- The tasks:
#1 List each distinct username that heads a post in the forum thread about the Hawks.
#2 Carry on the forum thread about the Hawks, picking up after its last line.

- Given passage:
_____
Reportedly, he's been told he has to sell his share in the team.


----------



## Diable

He's a dumbass to put that down on paper. It seems to me that the problem with the Hawks fanbase is that they just aren't going to support a mediocre product.


----------



## BlakeJesus

Interesting that the email is dated over two years ago.


----------



## HKF

Hawks have never been to the conference finals since being in Atlanta. It's not a surprise the fans don't care. This was just dumb and insulting to black and white fans in Atlanta.


----------



## ATLien

BlakeJesus said:


> Interesting that the email is dated over two years ago.


Yes, the timing of this is very, very weird. Wouldn't be surprised if Levenson just wanted out anyways.


----------



## Mrs. Thang

Good example of how a little data can do a lot of harm in the wrong hands. He seems mainly concerned with money, which would make his motivations more cynical and greedy than "racist", and this was all probably triggered by some demographic data he got his hands on.

Most of his points and theories probably have some truth to them (particularly that southern white males are turned off by the "blackness" of basketball), but geez, at least express your concerns as a problem of "income-mix" (the real issue) at the games and not as a problem of "racial-mix".


----------



## ATLien

According to Koonin, Ferry will be disciplined for the incident. He met with representatives of the law firm Alston and Bird late Sunday afternoon and said the undisclosed discipline exceeded their recommendation.

“This is a discipline matter,” Koonin said. “He will be punished. It will remain private.”

‘I support Steve’s leadership and greatly appreciate his support,” Ferry told AJC. “I look to learn from this situation and help us become a better organization.”
_____
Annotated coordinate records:

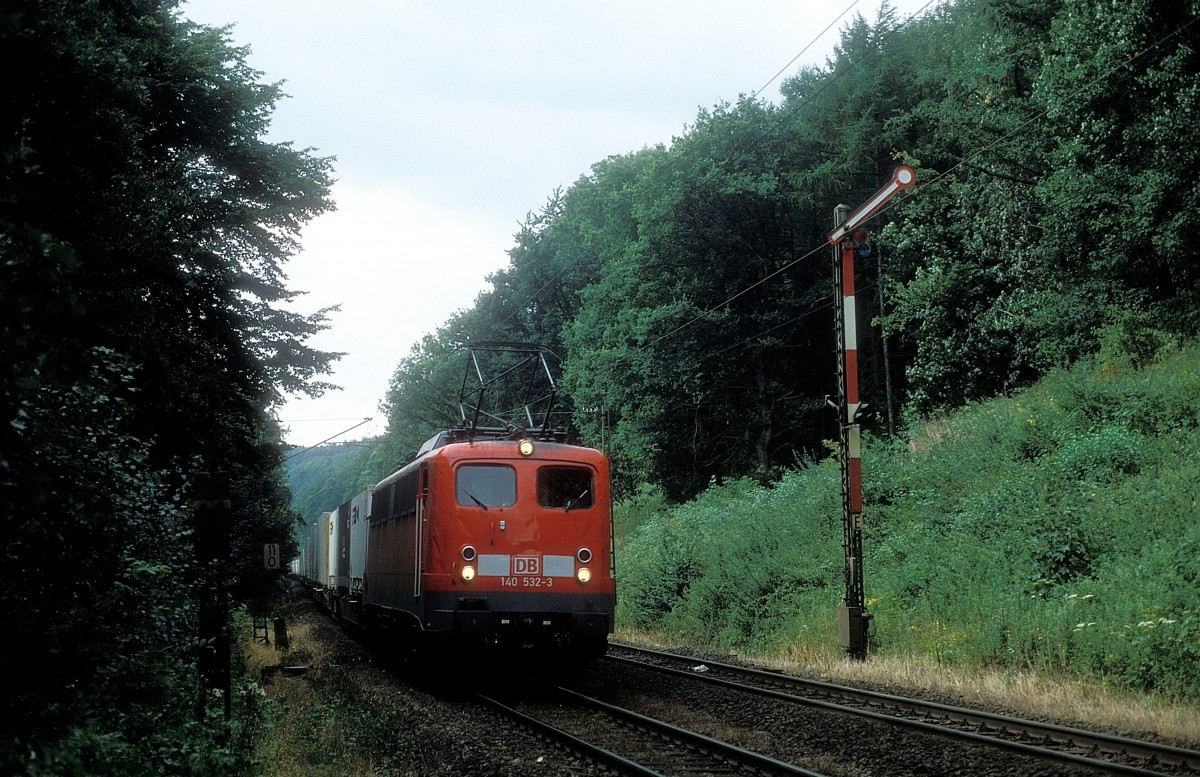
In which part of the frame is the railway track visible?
[605,644,1200,776]
[479,687,827,777]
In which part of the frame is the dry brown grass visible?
[617,630,1200,746]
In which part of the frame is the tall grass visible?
[617,348,1200,701]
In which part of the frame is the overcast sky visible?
[181,0,928,445]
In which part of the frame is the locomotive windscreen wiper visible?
[563,488,592,512]
[458,488,487,511]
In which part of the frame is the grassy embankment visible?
[617,347,1200,741]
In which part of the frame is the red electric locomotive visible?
[360,428,616,659]
[309,343,616,663]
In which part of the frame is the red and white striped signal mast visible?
[827,165,917,658]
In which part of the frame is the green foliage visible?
[0,0,336,775]
[618,345,1200,700]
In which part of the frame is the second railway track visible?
[597,645,1200,775]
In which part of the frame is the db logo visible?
[512,556,541,574]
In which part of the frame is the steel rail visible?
[479,687,828,777]
[605,643,1200,777]
[476,693,666,777]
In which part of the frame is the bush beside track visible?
[617,345,1200,703]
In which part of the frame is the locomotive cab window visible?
[538,466,595,510]
[455,464,517,510]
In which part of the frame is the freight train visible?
[293,342,616,661]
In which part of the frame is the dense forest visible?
[0,0,336,776]
[0,0,1200,775]
[288,0,1200,699]
[362,0,1200,500]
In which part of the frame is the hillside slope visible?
[617,337,1200,700]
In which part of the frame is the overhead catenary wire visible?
[636,0,1200,350]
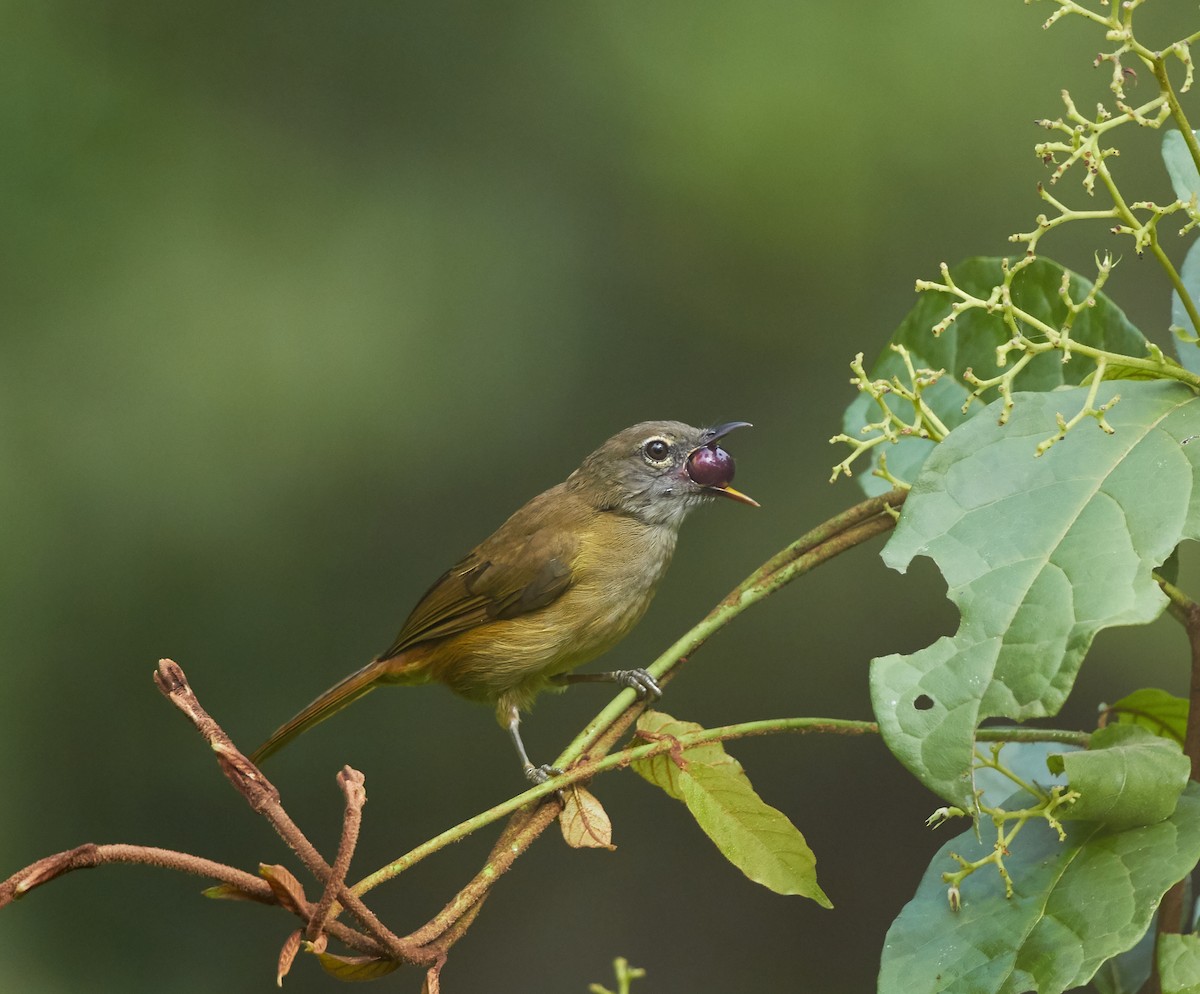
_____
- In response:
#1 Diable, BlakeJesus, HKF, ATLien, Mrs. Thang

#2
http://www.myajc.com/news/sports/ba...sell-interest-in-hawks-after-inflammat/nhHfJ/


----------



## ATLien

__ https://twitter.com/i/web/status/508965770077147137
The background report came into question at a meeting in June about free agency among Hawks officials. Ferry read from the report that included a racist or insensitive remark. That raised questions among some in the meeting in wake of the Donald Sterling situation in Los Angeles. The Hawks launched an internal investigation which led to the discovery of Levenson's email to Ferry from 2012.


----------



## seifer0406

I don't see why he needs to sell his team because of this. His team has an attendance problem and he's trying to fix it. If he has legitimate reason and evidence to back up his theory then I don't see why it's wrong to even suggest it. It's dumb that he wrote it down and now the league looks bad because it leaked. But to make him sell the team is taking things over the top in my opinion.


----------



## Marcus13

Ohhh Im staying away from this one. Some definite negative racial tones to the e-mail, but at the same time I feel like he is trying to push diversity in his arena which isn't a bad thing. If another owner was saying he wanted to make his arena more black-friendly and push more of a hip-hop culture, nobody would have an issue with it


----------



## Basel

This isn't nearly as bad as some people are making it out to be.


----------



## Diable

What he wants are rich people. You think about what it costs to go to a game, get a couple of beers and some food and then buy the kids some jerseys at the fan shop. You're talking about a few hundred bucks if you bring the whole family and most people can't afford that. A season ticket holder is going to be going to a couple of game per week. He's looking for people who can come back over and over again with a big pile of cash in their pocket, but instead of saying that he talks about white guys


----------



## ATLien

Kareem Abdul-Jabbar: Levenson e-mail not racist

http://time.com/3296175/bruce-levenson-atlanta-hawks-racist-email-kareem-abdul-jabbar/



> The only problem is that Atlanta Hawks controlling owner Bruce Levenson is no Donald Sterling. Nor is his email racist. In fact, his worst crime is misguided white guilt.
> 
> I read Levenson’s email. Here’s what I concluded: Levenson is a businessman asking reasonable questions about how to put customers in seats.


----------



## Bogg

seifer0406 said:


> I don't see why he needs to sell his team because of this. His team has an attendance problem and he's trying to fix it. If he has legitimate reason and evidence to back up his theory then I don't see why it's wrong to even suggest it. It's dumb that he wrote it down and now the league looks bad because it leaked. But to make him sell the team is taking things over the top in my opinion.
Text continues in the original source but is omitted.